## Dataset entries

----------

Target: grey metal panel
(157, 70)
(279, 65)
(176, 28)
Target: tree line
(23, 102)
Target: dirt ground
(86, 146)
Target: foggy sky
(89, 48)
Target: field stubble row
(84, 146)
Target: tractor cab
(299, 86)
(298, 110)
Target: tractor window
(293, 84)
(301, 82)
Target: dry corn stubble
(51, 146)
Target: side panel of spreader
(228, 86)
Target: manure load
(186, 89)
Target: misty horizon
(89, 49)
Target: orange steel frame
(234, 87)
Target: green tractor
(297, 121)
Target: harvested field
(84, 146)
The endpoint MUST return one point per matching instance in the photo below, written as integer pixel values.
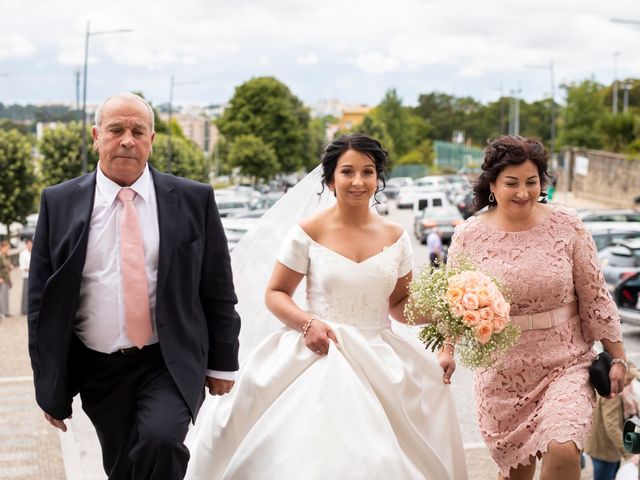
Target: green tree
(619, 130)
(187, 160)
(60, 153)
(17, 182)
(266, 108)
(253, 157)
(421, 155)
(405, 128)
(317, 140)
(582, 115)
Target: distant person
(539, 403)
(23, 263)
(434, 247)
(131, 300)
(5, 278)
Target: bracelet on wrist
(620, 361)
(307, 324)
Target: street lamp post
(169, 144)
(552, 93)
(614, 96)
(84, 88)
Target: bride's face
(355, 178)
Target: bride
(334, 393)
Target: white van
(429, 200)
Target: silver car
(444, 219)
(620, 261)
(627, 296)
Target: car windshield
(440, 214)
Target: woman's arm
(279, 301)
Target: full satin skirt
(374, 407)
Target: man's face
(123, 139)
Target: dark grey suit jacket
(195, 315)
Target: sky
(350, 50)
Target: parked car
(29, 228)
(266, 201)
(444, 219)
(405, 197)
(394, 185)
(611, 215)
(606, 234)
(236, 227)
(620, 261)
(429, 200)
(382, 207)
(627, 296)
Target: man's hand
(217, 386)
(55, 422)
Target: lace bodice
(344, 291)
(541, 392)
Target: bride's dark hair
(360, 143)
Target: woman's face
(355, 178)
(517, 189)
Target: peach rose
(454, 295)
(499, 324)
(500, 307)
(456, 281)
(482, 331)
(470, 301)
(484, 297)
(457, 310)
(470, 318)
(486, 314)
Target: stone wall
(605, 177)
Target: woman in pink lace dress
(538, 403)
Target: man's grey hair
(129, 96)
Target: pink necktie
(134, 275)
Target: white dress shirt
(100, 319)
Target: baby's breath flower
(428, 300)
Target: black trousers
(139, 415)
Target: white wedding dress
(374, 407)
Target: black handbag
(599, 374)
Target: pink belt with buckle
(548, 319)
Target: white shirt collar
(108, 189)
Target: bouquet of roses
(466, 307)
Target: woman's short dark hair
(360, 143)
(503, 152)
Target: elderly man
(131, 299)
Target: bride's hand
(318, 337)
(447, 363)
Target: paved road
(32, 450)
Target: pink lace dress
(542, 391)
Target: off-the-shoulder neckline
(396, 242)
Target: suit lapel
(83, 199)
(167, 213)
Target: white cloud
(376, 62)
(15, 45)
(467, 45)
(309, 59)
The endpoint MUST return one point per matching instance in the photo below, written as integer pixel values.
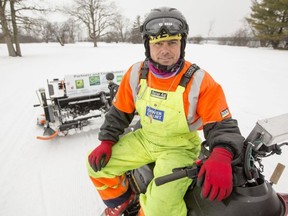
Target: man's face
(165, 52)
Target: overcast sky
(225, 16)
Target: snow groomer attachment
(75, 104)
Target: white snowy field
(49, 178)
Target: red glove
(100, 156)
(216, 173)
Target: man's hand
(216, 175)
(100, 156)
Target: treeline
(100, 20)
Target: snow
(49, 177)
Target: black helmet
(164, 20)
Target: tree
(5, 27)
(269, 21)
(95, 15)
(12, 18)
(120, 27)
(135, 36)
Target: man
(173, 99)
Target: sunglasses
(172, 26)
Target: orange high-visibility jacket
(204, 104)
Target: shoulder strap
(144, 70)
(188, 74)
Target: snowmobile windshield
(172, 26)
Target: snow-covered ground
(49, 177)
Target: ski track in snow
(49, 177)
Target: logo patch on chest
(225, 113)
(154, 114)
(160, 95)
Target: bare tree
(95, 15)
(5, 28)
(120, 26)
(11, 18)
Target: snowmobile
(76, 103)
(252, 193)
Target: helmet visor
(172, 26)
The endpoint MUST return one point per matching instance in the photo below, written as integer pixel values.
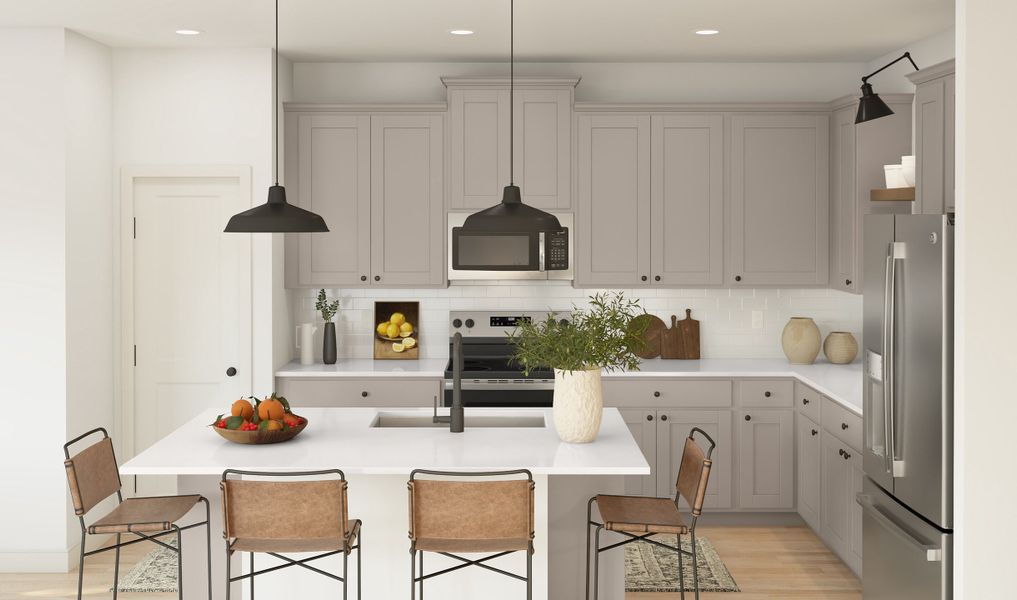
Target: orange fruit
(242, 408)
(271, 409)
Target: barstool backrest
(471, 510)
(694, 474)
(93, 474)
(284, 510)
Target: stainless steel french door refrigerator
(907, 495)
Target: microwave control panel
(557, 250)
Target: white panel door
(191, 304)
(688, 199)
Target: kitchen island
(377, 448)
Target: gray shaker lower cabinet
(766, 465)
(779, 208)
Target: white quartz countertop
(344, 438)
(841, 383)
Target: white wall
(725, 315)
(90, 240)
(641, 82)
(204, 107)
(984, 410)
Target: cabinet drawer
(667, 393)
(359, 393)
(766, 393)
(842, 423)
(808, 401)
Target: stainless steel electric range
(490, 375)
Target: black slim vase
(328, 344)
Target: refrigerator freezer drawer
(904, 557)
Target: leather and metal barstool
(93, 476)
(459, 516)
(316, 521)
(640, 518)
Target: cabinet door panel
(334, 180)
(779, 183)
(407, 240)
(643, 425)
(810, 453)
(766, 468)
(612, 244)
(688, 199)
(479, 146)
(543, 146)
(672, 429)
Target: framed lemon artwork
(397, 334)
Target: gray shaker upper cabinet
(407, 199)
(857, 156)
(612, 237)
(478, 140)
(779, 188)
(328, 166)
(935, 138)
(686, 212)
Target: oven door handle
(504, 384)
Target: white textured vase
(579, 405)
(800, 341)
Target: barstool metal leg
(116, 568)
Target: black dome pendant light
(512, 215)
(276, 216)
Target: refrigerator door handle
(933, 552)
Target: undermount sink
(411, 420)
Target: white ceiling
(562, 31)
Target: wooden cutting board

----------

## Directions
Give the data back exactly, omitting all pictures.

## Task answer
Target: grey metal panel
(157, 70)
(279, 65)
(176, 28)
Target: tree line
(23, 102)
Target: dirt ground
(86, 146)
Target: foggy sky
(89, 48)
Target: field stubble row
(84, 146)
Target: tractor cab
(299, 86)
(298, 110)
Target: tractor window
(293, 84)
(301, 82)
Target: dry corn stubble
(51, 146)
Target: side panel of spreader
(228, 86)
Target: manure load
(186, 89)
Target: misty horizon
(89, 49)
Target: orange steel frame
(234, 87)
Target: green tractor
(297, 121)
Target: harvested field
(84, 146)
The endpoint MUST return one point per matching instance in the photo below, written as integer pixel values.
Target: green tree
(619, 130)
(187, 160)
(60, 153)
(17, 182)
(266, 108)
(253, 157)
(421, 155)
(405, 128)
(317, 140)
(582, 115)
Target: distant person
(539, 403)
(23, 263)
(434, 247)
(131, 300)
(5, 278)
Target: bracelet on wrist
(620, 361)
(307, 324)
Target: street lamp post
(169, 144)
(552, 93)
(614, 96)
(84, 88)
Target: bride's face
(355, 178)
Target: bride
(334, 393)
Target: white van
(429, 200)
Target: silver car
(444, 219)
(620, 261)
(627, 296)
Target: car windshield
(440, 214)
Target: woman's arm
(279, 301)
Target: full satin skirt
(374, 407)
Target: man's face
(123, 139)
Target: dark grey suit jacket
(195, 315)
Target: sky
(350, 50)
Target: parked car
(29, 228)
(266, 201)
(444, 219)
(405, 197)
(394, 185)
(611, 215)
(606, 234)
(236, 227)
(620, 261)
(429, 200)
(382, 207)
(627, 296)
Target: man's hand
(217, 386)
(55, 422)
Target: lace bodice
(344, 291)
(541, 392)
Target: bride's dark hair
(360, 143)
Target: woman's face
(355, 178)
(517, 189)
Target: peach rose
(454, 295)
(499, 324)
(500, 307)
(456, 281)
(482, 331)
(470, 301)
(484, 297)
(457, 310)
(470, 318)
(486, 314)
Target: stone wall
(605, 177)
Target: woman in pink lace dress
(538, 403)
Target: man's grey hair
(129, 96)
Target: pink necktie
(134, 275)
Target: white dress shirt
(100, 319)
Target: baby's breath flower
(428, 300)
Target: black trousers
(139, 415)
Target: white wedding dress
(374, 407)
Target: black handbag
(599, 374)
Target: pink belt with buckle
(548, 319)
Target: white shirt collar
(108, 189)
Target: bouquet of roses
(466, 307)
Target: woman's short dark hair
(360, 143)
(503, 152)
Target: elderly man
(131, 299)
Target: bride's hand
(318, 337)
(447, 363)
Target: paved road
(32, 450)
Target: pink lace dress
(542, 391)
Target: off-the-shoulder neckline
(396, 242)
Target: suit lapel
(83, 199)
(167, 213)
Target: white cloud
(376, 62)
(15, 45)
(467, 45)
(309, 59)
The endpoint MUST return one point per matching instance in the photo below, written as integer pixel values.
Target: man's face
(165, 52)
Target: overcast sky
(225, 16)
Target: snow groomer attachment
(75, 104)
Target: white snowy field
(49, 178)
Target: red glove
(100, 156)
(216, 173)
Target: man's hand
(216, 175)
(100, 156)
Target: treeline
(100, 20)
Target: snow
(49, 177)
Target: black helmet
(164, 20)
Target: tree
(5, 27)
(269, 21)
(95, 15)
(12, 18)
(120, 27)
(135, 36)
Target: man
(173, 99)
Target: sunglasses
(172, 26)
Target: orange high-visibility jacket
(204, 104)
Target: shoulder strap
(144, 70)
(188, 74)
Target: snowmobile windshield
(172, 26)
Target: snow-covered ground
(49, 177)
Target: ski track in snow
(49, 177)
Target: logo patch on chest
(225, 113)
(154, 114)
(160, 95)
Target: bare tree
(95, 15)
(5, 28)
(120, 26)
(11, 18)
Target: snowmobile
(76, 103)
(252, 193)
Target: helmet visor
(172, 26)
The endpoint MUST return one point per matching instance in the photo below, written as integer pixel values.
Target: orange fruit
(242, 408)
(271, 409)
Target: barstool backrest
(471, 510)
(694, 474)
(93, 474)
(284, 510)
Target: stainless steel french door refrigerator
(907, 495)
Target: microwave control panel
(557, 250)
Target: white panel door
(191, 304)
(688, 199)
Target: kitchen island
(377, 448)
Target: gray shaker lower cabinet
(766, 465)
(779, 208)
Target: white quartz countertop
(344, 438)
(841, 383)
Target: white wall
(725, 315)
(90, 240)
(641, 82)
(204, 107)
(984, 410)
Target: cabinet drawer
(667, 393)
(359, 393)
(766, 393)
(842, 423)
(808, 401)
Target: stainless steel electric range
(490, 375)
Target: black slim vase
(328, 344)
Target: refrigerator freezer drawer
(904, 557)
Target: leather and metal barstool
(93, 476)
(459, 516)
(316, 521)
(640, 518)
Target: cabinet door panel
(334, 180)
(779, 183)
(407, 240)
(643, 425)
(810, 453)
(766, 468)
(612, 244)
(688, 199)
(479, 146)
(543, 146)
(672, 429)
Target: framed lemon artwork
(397, 334)
Target: gray shaker upper cabinet
(407, 199)
(857, 156)
(612, 237)
(478, 140)
(779, 188)
(328, 166)
(935, 138)
(686, 212)
Target: oven door handle
(504, 384)
Target: white textured vase
(579, 405)
(800, 341)
Target: barstool metal leg
(116, 568)
Target: black dome pendant light
(512, 215)
(276, 216)
Target: refrigerator door handle
(933, 552)
Target: undermount sink
(411, 420)
Target: white ceiling
(562, 31)
Target: wooden cutting board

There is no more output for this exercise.